§ TASK STATEMENT
Copy out only the rows below that start with the line containing "I'd really appreciate it if you could identify the green body" and end with the line containing "68,63,194,177", both included, with "green body feather" changed to "green back feather" and nothing else altered.

§ EXERCISE MATERIALS
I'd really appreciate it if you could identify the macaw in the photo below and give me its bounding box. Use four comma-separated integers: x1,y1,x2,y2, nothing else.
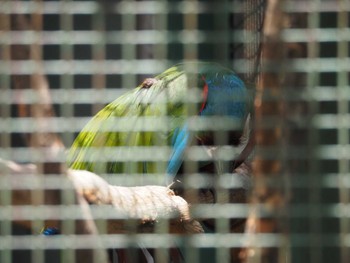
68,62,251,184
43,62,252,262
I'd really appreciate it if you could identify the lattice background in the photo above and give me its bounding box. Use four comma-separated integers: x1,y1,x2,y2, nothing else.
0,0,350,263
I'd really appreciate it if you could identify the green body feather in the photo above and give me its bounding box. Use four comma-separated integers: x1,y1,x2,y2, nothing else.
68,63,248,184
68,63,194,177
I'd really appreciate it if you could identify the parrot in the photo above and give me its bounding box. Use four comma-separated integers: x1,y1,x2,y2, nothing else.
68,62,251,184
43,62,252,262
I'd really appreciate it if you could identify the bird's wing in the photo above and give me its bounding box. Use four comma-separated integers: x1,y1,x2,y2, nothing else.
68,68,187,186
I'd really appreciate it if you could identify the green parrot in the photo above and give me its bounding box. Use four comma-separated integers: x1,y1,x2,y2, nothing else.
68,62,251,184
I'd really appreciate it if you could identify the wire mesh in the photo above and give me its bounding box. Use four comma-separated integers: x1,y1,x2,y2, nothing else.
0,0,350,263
--
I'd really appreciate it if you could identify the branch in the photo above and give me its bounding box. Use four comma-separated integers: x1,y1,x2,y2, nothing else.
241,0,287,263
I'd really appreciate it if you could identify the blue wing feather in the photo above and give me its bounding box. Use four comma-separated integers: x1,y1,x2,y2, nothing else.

§ THE REPLY
I'd really appreciate it if you could identify the green back feather in the photo above and give me its bounding box. Use four comma-separated integers: x1,y1,x2,y2, nothing else.
68,63,248,184
68,63,194,177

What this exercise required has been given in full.